[BEGIN SOURCE DOCUMENT]

The climber's identity has not been released because the individual's spouse is out of the country and has not been contacted, park spokeswoman Maureen McLaughlin said. McLaughlin would only say that the climber is an American but not from Alaska.
The accident occurred on Mount Wake in The Great Gorge of Ruth Glacier at about 6 p.m. Monday. The climber was descending after a day climb up the 8,000-foot peak of mixed ice and rock with a partner, and was below the partner and out of sight when the fall occurred.
Park authorities said they do not know the cause of the fall.
The climber was in top shape and technically skilled, said Talkeetna Air Taxi pilot and owner Paul Roderick, who knew the climber. He said that even though Mount Wake is tough by most climbers' standards, the day climb was probably a warm-up for these climbers to tackle something harder in the following days.
"For their ability, it wasn't difficult," he said.
It was also not the first time for the climber in the park, although it had been several years since the last climb, Roderick said.

[END SOURCE DOCUMENT]

TASK TO CARRY OUT> Copy the passage of the climbing accident report word for word, starting with "The accident occurred" and going on through "climb, Roderick said.".

[BEGIN RECORDED DATA]

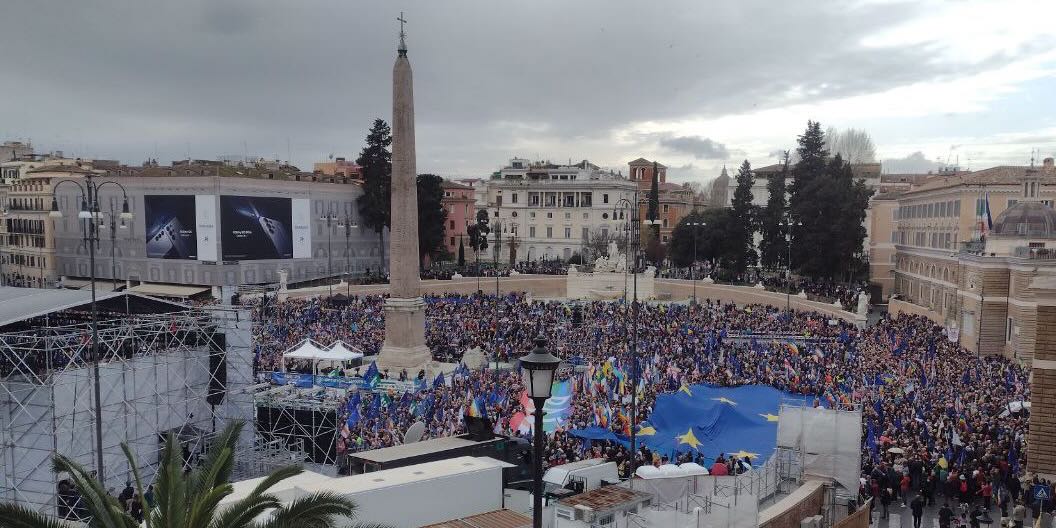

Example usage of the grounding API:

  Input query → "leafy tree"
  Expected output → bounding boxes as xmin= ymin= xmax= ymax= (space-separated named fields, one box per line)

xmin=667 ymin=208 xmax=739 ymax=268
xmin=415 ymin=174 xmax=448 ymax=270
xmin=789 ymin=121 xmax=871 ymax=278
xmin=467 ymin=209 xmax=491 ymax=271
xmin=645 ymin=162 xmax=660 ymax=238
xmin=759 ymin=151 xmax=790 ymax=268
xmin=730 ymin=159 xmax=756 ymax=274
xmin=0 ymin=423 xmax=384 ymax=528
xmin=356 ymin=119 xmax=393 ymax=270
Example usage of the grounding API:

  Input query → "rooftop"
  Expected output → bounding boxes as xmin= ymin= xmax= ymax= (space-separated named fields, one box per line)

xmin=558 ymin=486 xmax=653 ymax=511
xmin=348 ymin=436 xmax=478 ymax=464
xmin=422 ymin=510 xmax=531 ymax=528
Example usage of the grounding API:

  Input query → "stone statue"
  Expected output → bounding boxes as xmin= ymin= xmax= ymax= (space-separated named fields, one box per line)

[END RECORDED DATA]

CORRECT OUTPUT>
The accident occurred on Mount Wake in The Great Gorge of Ruth Glacier at about 6 p.m. Monday. The climber was descending after a day climb up the 8,000-foot peak of mixed ice and rock with a partner, and was below the partner and out of sight when the fall occurred.
Park authorities said they do not know the cause of the fall.
The climber was in top shape and technically skilled, said Talkeetna Air Taxi pilot and owner Paul Roderick, who knew the climber. He said that even though Mount Wake is tough by most climbers' standards, the day climb was probably a warm-up for these climbers to tackle something harder in the following days.
"For their ability, it wasn't difficult," he said.
It was also not the first time for the climber in the park, although it had been several years since the last climb, Roderick said.